● WHAT IS EXPECTED:
Your task is to give the data again, exactly, with every line intact.

● Point annotation records:

[start]

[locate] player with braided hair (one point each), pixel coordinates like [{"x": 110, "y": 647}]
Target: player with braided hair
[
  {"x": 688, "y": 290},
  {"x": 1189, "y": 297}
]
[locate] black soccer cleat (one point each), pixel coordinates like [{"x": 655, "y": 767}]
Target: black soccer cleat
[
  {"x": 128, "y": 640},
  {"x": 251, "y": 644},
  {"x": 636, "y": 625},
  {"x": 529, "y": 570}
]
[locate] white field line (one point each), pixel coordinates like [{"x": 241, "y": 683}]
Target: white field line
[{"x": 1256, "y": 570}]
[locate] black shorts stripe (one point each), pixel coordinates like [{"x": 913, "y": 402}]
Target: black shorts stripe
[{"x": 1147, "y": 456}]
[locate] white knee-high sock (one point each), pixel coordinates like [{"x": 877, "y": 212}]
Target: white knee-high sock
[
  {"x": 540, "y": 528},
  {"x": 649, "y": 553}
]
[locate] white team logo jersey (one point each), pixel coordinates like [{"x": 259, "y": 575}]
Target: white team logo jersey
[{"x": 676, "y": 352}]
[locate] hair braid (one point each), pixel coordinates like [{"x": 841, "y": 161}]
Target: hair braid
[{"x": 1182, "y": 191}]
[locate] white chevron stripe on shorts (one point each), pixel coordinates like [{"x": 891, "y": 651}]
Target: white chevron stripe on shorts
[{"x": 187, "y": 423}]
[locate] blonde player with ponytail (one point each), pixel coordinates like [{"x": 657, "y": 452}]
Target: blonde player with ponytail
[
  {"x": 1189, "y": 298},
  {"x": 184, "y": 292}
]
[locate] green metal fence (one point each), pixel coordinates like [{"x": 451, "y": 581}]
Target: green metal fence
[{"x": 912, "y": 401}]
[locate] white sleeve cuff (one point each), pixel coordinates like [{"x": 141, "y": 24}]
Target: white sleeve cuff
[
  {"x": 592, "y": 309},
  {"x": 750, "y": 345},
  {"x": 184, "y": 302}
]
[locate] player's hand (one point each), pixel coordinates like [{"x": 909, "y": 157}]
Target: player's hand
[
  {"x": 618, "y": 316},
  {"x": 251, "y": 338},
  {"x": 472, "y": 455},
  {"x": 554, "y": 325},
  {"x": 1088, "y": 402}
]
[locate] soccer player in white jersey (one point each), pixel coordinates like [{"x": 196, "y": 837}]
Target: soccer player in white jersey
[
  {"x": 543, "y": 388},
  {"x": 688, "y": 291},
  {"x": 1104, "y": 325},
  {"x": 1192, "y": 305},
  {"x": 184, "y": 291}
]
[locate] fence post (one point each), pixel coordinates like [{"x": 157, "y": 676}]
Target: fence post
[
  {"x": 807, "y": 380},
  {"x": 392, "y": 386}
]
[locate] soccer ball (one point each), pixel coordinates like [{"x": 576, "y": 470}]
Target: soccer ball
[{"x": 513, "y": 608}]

[end]

● THE SOLUTION:
[locate] player with braided hair (one point each), pixel coordinates like [{"x": 110, "y": 647}]
Target: player with braided hair
[
  {"x": 688, "y": 290},
  {"x": 1189, "y": 297}
]
[locate] black soccer cleat (one point each), pixel coordinates like [{"x": 655, "y": 767}]
Target: black soccer cleat
[
  {"x": 128, "y": 640},
  {"x": 251, "y": 644},
  {"x": 636, "y": 625},
  {"x": 529, "y": 570}
]
[locate] white field line (one point each), pixel coordinates like [{"x": 241, "y": 683}]
Target: white field line
[{"x": 1256, "y": 570}]
[locate] black shorts stripe (one point each), pixel coordinates like [{"x": 913, "y": 402}]
Target: black shorts stripe
[{"x": 1147, "y": 456}]
[locate] white knee-high sock (one point each), pixel coordinates like [{"x": 877, "y": 212}]
Target: white knee-high sock
[
  {"x": 540, "y": 528},
  {"x": 649, "y": 553}
]
[locate] white team logo jersey (one point each), pixel coordinates like [{"x": 259, "y": 575}]
Target: white team logo jersey
[{"x": 676, "y": 352}]
[locate] hair braid (one point each), pixel coordinates like [{"x": 841, "y": 161}]
Target: hair braid
[{"x": 1182, "y": 191}]
[locate] white chevron stripe on shorts (one point each), pixel coordinates like [{"x": 891, "y": 651}]
Target: white chevron stripe on shorts
[{"x": 187, "y": 423}]
[locate] blonde player with ponytail (one point each), pixel coordinates like [{"x": 657, "y": 452}]
Target: blonde player with ponytail
[
  {"x": 1189, "y": 298},
  {"x": 184, "y": 292}
]
[locate] green metal fence (one point each), pixel coordinates like [{"x": 451, "y": 581}]
Target: green metal fence
[{"x": 912, "y": 401}]
[locate] white sleeve cuff (one point each), pixel coordinates like [{"x": 141, "y": 24}]
Target: white sleeve cuff
[
  {"x": 592, "y": 309},
  {"x": 750, "y": 345},
  {"x": 184, "y": 302}
]
[locate] player's hand (one point each), pixel coordinates like [{"x": 909, "y": 157}]
Target: player's hand
[
  {"x": 618, "y": 316},
  {"x": 251, "y": 338},
  {"x": 472, "y": 455},
  {"x": 554, "y": 325},
  {"x": 1088, "y": 402}
]
[locate] soccer player in white jersey (one point each), pixel coordinates like [{"x": 196, "y": 837}]
Target: soccer player in white jersey
[
  {"x": 543, "y": 388},
  {"x": 688, "y": 291},
  {"x": 1104, "y": 325},
  {"x": 1192, "y": 305},
  {"x": 184, "y": 291}
]
[locate] fence post (one point each), pixel coordinates like [{"x": 157, "y": 676}]
Target: fence post
[
  {"x": 807, "y": 380},
  {"x": 392, "y": 386}
]
[locate] soccer ball (one point each), pixel coordinates like [{"x": 576, "y": 470}]
Target: soccer ball
[{"x": 513, "y": 608}]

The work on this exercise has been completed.